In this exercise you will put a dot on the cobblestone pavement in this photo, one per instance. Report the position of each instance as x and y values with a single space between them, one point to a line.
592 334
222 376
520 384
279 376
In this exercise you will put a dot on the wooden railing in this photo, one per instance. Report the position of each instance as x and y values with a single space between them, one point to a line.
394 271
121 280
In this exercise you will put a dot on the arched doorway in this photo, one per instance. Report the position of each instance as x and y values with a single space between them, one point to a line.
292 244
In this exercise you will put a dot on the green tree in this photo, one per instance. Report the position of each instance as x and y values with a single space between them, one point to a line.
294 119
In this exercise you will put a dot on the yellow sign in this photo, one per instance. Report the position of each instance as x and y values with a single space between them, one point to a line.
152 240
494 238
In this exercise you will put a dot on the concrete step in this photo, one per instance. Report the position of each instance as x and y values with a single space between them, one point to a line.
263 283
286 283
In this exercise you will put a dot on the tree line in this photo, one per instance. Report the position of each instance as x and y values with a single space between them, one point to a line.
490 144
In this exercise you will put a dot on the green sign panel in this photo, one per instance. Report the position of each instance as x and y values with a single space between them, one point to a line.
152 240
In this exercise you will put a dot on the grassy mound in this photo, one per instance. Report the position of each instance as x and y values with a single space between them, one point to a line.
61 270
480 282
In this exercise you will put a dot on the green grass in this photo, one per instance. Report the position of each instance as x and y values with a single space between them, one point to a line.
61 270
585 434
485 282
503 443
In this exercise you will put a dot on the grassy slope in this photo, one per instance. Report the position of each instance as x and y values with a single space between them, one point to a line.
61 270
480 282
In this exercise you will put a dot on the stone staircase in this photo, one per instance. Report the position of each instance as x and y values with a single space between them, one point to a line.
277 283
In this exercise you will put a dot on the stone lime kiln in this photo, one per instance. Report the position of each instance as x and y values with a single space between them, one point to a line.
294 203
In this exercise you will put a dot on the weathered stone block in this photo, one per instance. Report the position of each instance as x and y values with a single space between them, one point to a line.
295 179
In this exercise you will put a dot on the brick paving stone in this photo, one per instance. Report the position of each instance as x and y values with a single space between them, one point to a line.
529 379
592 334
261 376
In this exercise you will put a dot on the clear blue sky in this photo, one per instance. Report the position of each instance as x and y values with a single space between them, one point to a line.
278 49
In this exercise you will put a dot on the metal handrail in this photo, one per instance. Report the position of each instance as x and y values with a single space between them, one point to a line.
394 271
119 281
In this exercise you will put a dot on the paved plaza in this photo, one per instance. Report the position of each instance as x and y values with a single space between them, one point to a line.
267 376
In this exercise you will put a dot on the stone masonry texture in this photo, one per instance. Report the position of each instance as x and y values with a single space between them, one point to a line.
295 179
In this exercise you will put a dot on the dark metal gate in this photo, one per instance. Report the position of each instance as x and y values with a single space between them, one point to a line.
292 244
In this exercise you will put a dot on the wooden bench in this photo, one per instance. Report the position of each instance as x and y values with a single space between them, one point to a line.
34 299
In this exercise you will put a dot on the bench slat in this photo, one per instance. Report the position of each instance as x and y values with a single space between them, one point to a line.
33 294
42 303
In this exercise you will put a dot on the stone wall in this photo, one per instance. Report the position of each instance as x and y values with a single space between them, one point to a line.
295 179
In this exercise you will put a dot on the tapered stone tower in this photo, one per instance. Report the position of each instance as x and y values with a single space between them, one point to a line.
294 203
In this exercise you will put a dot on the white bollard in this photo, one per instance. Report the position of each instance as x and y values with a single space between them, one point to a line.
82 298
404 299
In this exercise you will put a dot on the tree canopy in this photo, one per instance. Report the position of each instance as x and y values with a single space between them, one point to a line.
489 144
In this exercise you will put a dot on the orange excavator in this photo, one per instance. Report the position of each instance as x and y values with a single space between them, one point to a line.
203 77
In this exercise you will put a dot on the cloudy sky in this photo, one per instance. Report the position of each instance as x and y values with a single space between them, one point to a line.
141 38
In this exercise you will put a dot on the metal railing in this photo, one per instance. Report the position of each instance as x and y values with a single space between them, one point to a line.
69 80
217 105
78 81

**Exercise directions**
I would like the records restated exactly, with every line intact.

**Written solution**
In this exercise you will put a dot on the cobblestone pavement in this photo, one per instance. Report the position of each instance as x and y values with a single space between them, one point to a line.
592 334
222 376
520 384
279 376
In this exercise you will put a dot on the wooden railing in this photo, one per instance. Report the position of each instance as x and y values with a single space between them, one point to a line.
394 271
121 280
In this exercise you will put a dot on the arched doorway in this photo, one per instance. Report the position of each instance as x and y values with a single space between them, one point to a line.
292 244
In this exercise you will put a dot on the green tree in this photo, one per instance. Report the position of each instance as x and y values with a single space between them, one point to a line.
294 119
In this exercise you will put a dot on the yellow sign in this photo, one per instance. Report the position of each instance as x and y values with a single space between them, one point to a line.
152 240
494 238
In this exercise you will put a dot on the concrete step in this photo, one per instance. Report the position of each instance as x and y values with a single space between them, one point to a line.
263 283
286 283
In this exercise you will put a dot on the tree line in this photo, one per instance. Report the position of each instance as x and y values with a single space between them, one point to a line.
490 144
In this exercise you will put a dot on the green sign panel in this photo, one per instance. Report the position of each instance as x and y values with a single space between them, one point to a line.
152 240
In this exercise you will put a dot on the grassy mound in this photo, one per instance. Report the position of each instance as x and y values with a single space between them, one point to a line.
61 270
480 282
In this exercise you will put a dot on the green grass in this photo, one per instance. Report the position of each instance as x and y values with a single space between them, one point to a line.
61 270
585 434
485 282
503 443
In this exercise you will put a dot on the grassy slope in this photo, one per instance. Report the position of each instance as x and y values with a single space between them, one point to a line.
61 270
480 282
In this exercise you will put a dot on the stone staircase in this photo, one per instance. Report the position of each instance as x and y values with a single space between them, one point to a line.
277 283
In this exercise you will put a dot on the stone lime kiln in this photo, one per instance. Report the position of each instance as x and y values with a single space between them, one point to a line.
294 203
In this exercise you will put a dot on the weathered stone block in this photo, one per instance. Report the position of each instance as x and y values with a single space between them, one point to a line.
295 179
In this exercise you will put a dot on the brick paving stone in this photo, one per instance. Report the position of each instance as x and y values with a single space between them, one point to a line.
529 379
592 334
261 376
In this exercise you will put a dot on the clear blue sky in this photo, one per instance. Report the position of each instance as x and y values with a single space between them, one point to a line.
278 49
In this exercise you will put a dot on the metal handrail in this photo, one per instance. Report the position of each instance as x and y values with a single space between them, one point to a line.
394 271
119 281
In this exercise you will put a dot on the paved plaza in this photo, one per instance. Report the position of each instance as x and y values with a single space between them, one point to a line.
267 376
In this exercise you will put a dot on the stone masonry texture in this photo, one per instance. Report the position of each instance as x and y values with a single space between them, one point to a line.
295 179
In this exercise you will put a dot on the dark metal gate in this photo, one per instance. Report the position of each instance as x and y values with a single space between them, one point to a line.
292 244
In this exercise you will put a dot on the wooden bench in this photo, one per instance. Report the position of each instance as x and y values with a single space between them, one point to a line.
34 299
In this exercise you will put a dot on the bench slat in this photo, one per instance. Report the position of each instance as x and y values with a single space between them, one point to a line.
33 294
42 303
In this exercise you will put a dot on the stone wall in this photo, one per instance. Report the position of each instance as x and y values with a single space between them, one point to a line.
295 179
In this exercise you will put a dot on the tapered stone tower in this photo, one per instance. Report the position of each instance as x and y values with a single space between them, one point to a line.
294 203
In this exercise you will put a dot on the white bollard in this photo, one per instance. Report the position of each instance as x and y values with a single space between them, one point to a line.
82 298
404 299
In this exercise you will put a dot on the tree canopy in this photo, one per instance. Report the position of each instance as x and y values with a single space between them, one point to a line.
489 144
In this exercise you will put a dot on the orange excavator in this photo, one per instance. Report the position of each instance as x and y values with a single space between them, one point to a line.
203 77
In this exercise you will put a dot on the cloudy sky in this photo, one per instance. Report the position of each instance as x and y values with a single space between them, one point to a line.
141 38
In this exercise you will put a dot on the metal railing in this photo, one per instance. Report the position of each instance as x and y values with a single space between them, one point to a line.
69 80
217 105
78 81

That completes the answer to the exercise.